Copy out each line of the data below in which the string "wall" appears.
+-------+
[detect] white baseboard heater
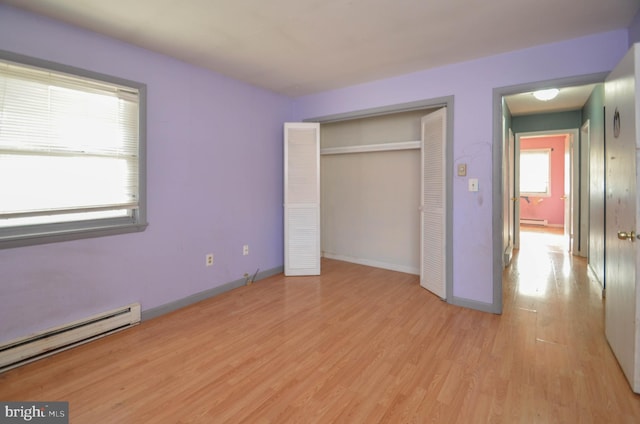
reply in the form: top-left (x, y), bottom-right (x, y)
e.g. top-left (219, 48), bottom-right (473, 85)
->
top-left (520, 218), bottom-right (548, 226)
top-left (0, 303), bottom-right (140, 373)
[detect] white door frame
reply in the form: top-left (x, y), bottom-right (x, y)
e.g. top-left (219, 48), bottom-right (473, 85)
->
top-left (509, 128), bottom-right (516, 252)
top-left (514, 132), bottom-right (521, 249)
top-left (580, 120), bottom-right (591, 258)
top-left (565, 134), bottom-right (573, 252)
top-left (503, 123), bottom-right (516, 265)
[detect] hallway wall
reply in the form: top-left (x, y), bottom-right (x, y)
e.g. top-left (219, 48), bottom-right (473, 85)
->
top-left (583, 84), bottom-right (606, 287)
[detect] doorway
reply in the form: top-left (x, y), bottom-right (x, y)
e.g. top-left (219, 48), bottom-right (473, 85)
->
top-left (492, 74), bottom-right (607, 314)
top-left (515, 130), bottom-right (579, 255)
top-left (305, 96), bottom-right (455, 303)
top-left (318, 109), bottom-right (430, 276)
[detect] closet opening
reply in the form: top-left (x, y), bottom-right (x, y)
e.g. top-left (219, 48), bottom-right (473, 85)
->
top-left (299, 97), bottom-right (454, 303)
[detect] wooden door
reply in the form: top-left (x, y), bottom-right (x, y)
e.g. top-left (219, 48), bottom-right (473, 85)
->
top-left (284, 123), bottom-right (321, 276)
top-left (605, 44), bottom-right (640, 393)
top-left (420, 108), bottom-right (446, 299)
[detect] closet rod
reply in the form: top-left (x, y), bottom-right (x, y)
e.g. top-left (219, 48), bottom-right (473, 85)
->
top-left (320, 140), bottom-right (420, 155)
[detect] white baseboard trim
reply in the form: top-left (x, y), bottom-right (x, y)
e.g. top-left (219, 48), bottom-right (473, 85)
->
top-left (322, 253), bottom-right (419, 275)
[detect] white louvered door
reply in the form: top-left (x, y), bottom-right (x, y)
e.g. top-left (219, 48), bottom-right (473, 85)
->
top-left (284, 122), bottom-right (321, 276)
top-left (420, 108), bottom-right (447, 298)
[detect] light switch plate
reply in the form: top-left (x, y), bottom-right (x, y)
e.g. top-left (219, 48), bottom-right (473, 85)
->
top-left (457, 163), bottom-right (467, 176)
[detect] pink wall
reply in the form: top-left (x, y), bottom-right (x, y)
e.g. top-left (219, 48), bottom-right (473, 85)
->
top-left (520, 136), bottom-right (566, 226)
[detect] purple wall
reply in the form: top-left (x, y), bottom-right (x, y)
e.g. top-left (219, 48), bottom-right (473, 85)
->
top-left (0, 4), bottom-right (634, 345)
top-left (0, 5), bottom-right (291, 343)
top-left (292, 30), bottom-right (629, 304)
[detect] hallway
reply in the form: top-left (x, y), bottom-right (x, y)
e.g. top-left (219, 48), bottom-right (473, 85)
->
top-left (501, 225), bottom-right (640, 421)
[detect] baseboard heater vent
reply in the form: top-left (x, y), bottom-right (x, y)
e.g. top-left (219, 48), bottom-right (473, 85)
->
top-left (0, 303), bottom-right (140, 373)
top-left (520, 218), bottom-right (548, 226)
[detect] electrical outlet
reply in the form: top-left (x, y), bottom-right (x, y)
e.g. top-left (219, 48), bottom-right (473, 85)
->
top-left (206, 253), bottom-right (214, 266)
top-left (468, 178), bottom-right (479, 192)
top-left (243, 245), bottom-right (249, 256)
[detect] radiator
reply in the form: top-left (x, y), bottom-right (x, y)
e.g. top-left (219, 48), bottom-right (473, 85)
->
top-left (0, 303), bottom-right (140, 373)
top-left (520, 218), bottom-right (548, 226)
+-------+
### [YOUR RESPONSE]
[detect] hallway wall
[detect] pink wall
[detect] purple wall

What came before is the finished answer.